Folha de S. Paulo


Infecção de mosquitos por bactérias é estratégia eficaz para conter dengue

A mais promissora das estratégias de combate ao Aedes aegypti é uma bactéria sexualmente transmissível.

Wolbachia é uma bactéria que infecta cerca de 60% das espécies de mosquito existentes no mundo, sem ser transmitida para os vertebrados. Infelizmente, na natureza ela não infecta o Aedes aegypti, transmissor de dengue, chikungunya, zika e outras viroses.

Digo infelizmente porque, no final da década de 90, Scott O'Neill e um grupo de microbiologistas da Universidade Monash em Melbourne, na Austrália, descobriram que a infecção por Wolbachia interfere com a fertilidade do Aedes e com o sexo de seus descendentes, além de bloquear a reprodução de vírus no organismo do mosquito.
▬▬▬▬▬▬▬▬▬▬
- _Tarefa A_: Transcreva sem alterações o trecho do texto sobre a bactéria Wolbachia que começa nas palavras "Folha de S." e termina depois de "e outras viroses.".
- _Tarefa B_: Indique se cada afirmação concorda com o texto sobre a bactéria Wolbachia. Responda sim ou não e cite as palavras do texto que decidem. (i) A Wolbachia infecta cerca de 60% das espécies de mosquito do mundo. (ii) Na natureza, a Wolbachia infecta o Aedes aegypti. (iii) A descoberta sobre os efeitos da Wolbachia no Aedes foi feita por microbiologistas da Universidade Monash.
▬▬▬▬▬▬▬▬▬▬
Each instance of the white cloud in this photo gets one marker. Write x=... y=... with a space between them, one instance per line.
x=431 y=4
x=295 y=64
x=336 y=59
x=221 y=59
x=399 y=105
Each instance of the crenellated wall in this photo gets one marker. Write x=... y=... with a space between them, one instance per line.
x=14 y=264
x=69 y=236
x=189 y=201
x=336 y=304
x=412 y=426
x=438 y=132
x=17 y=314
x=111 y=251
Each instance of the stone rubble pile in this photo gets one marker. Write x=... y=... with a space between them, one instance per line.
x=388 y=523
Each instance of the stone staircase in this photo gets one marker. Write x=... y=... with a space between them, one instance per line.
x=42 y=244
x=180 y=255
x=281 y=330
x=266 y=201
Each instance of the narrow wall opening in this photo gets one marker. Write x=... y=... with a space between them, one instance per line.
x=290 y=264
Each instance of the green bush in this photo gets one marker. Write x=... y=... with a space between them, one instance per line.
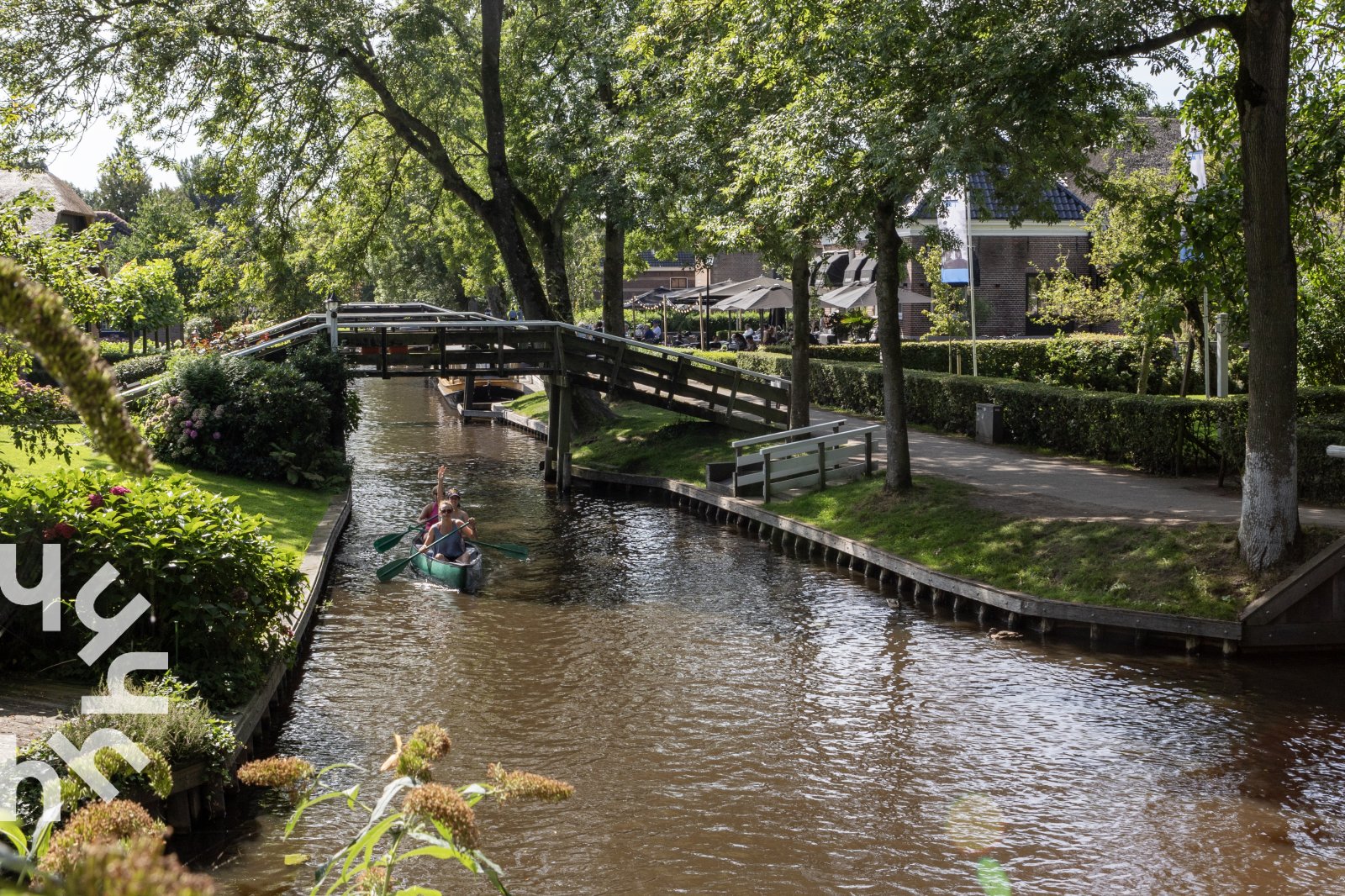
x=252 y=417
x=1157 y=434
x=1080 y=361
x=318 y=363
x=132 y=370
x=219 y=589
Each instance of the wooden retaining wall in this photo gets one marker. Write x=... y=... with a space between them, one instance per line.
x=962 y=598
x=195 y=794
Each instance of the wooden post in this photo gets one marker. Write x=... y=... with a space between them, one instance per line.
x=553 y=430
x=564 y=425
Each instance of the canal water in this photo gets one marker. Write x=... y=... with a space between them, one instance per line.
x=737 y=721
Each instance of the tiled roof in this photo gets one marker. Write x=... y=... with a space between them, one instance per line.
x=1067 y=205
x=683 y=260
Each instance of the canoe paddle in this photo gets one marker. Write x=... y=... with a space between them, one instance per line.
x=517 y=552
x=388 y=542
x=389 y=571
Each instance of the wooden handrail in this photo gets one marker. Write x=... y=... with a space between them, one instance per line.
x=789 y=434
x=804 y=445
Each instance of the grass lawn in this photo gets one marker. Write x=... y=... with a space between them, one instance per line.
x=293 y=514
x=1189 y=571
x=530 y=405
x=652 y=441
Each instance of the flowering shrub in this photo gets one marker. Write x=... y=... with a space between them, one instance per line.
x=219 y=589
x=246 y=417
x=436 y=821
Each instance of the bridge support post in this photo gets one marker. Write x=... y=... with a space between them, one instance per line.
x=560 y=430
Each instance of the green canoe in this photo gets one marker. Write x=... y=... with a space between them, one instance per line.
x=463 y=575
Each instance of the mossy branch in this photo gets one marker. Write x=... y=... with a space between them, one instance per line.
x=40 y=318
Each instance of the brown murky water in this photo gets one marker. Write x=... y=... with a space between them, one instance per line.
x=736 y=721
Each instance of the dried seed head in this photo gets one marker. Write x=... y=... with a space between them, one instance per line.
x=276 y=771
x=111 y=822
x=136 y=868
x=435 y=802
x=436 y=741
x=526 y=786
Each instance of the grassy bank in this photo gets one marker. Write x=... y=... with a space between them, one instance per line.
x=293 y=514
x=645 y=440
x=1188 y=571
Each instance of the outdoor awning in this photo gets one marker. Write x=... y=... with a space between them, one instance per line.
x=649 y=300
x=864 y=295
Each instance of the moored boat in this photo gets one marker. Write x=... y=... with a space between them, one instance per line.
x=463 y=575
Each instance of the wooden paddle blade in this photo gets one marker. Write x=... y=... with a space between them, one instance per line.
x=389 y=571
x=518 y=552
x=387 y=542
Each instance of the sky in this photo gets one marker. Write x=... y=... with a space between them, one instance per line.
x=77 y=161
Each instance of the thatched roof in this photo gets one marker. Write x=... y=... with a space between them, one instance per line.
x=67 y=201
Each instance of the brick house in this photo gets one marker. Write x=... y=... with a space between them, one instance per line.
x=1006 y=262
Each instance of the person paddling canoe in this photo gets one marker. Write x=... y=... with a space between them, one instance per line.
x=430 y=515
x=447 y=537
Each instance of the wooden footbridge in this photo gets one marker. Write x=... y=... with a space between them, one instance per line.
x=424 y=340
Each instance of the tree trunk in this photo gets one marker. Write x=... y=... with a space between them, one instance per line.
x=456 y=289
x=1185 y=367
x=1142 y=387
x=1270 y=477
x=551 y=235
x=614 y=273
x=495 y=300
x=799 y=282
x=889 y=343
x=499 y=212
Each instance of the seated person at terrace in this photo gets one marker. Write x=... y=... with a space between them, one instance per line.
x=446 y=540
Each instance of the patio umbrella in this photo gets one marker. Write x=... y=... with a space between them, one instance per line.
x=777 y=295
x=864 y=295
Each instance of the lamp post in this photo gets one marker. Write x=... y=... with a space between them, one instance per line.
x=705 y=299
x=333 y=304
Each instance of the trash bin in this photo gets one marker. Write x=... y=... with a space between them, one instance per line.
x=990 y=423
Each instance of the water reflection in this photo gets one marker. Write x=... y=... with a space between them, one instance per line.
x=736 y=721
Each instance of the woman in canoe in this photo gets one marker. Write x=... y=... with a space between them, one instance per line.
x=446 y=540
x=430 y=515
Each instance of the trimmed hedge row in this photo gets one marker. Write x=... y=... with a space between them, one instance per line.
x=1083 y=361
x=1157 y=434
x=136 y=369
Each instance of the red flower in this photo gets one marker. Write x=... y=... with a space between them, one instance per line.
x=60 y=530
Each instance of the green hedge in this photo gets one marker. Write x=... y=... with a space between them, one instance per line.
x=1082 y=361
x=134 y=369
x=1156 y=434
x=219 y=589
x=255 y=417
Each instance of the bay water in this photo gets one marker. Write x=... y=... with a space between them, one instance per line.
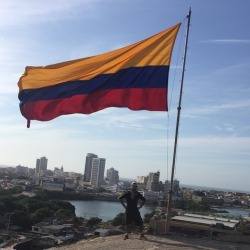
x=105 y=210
▬▬▬▬▬▬▬▬▬▬
- _Sua solução A_:
Folha de S. Paulo


Infecção de mosquitos por bactérias é estratégia eficaz para conter dengue

A mais promissora das estratégias de combate ao Aedes aegypti é uma bactéria sexualmente transmissível.

Wolbachia é uma bactéria que infecta cerca de 60% das espécies de mosquito existentes no mundo, sem ser transmitida para os vertebrados. Infelizmente, na natureza ela não infecta o Aedes aegypti, transmissor de dengue, chikungunya, zika e outras viroses.

- _Sua solução B_:
(i) Sim: "infecta cerca de 60% das espécies de mosquito existentes no mundo".
(ii) Não: "na natureza ela não infecta o Aedes aegypti".
(iii) Sim: "um grupo de microbiologistas da Universidade Monash em Melbourne".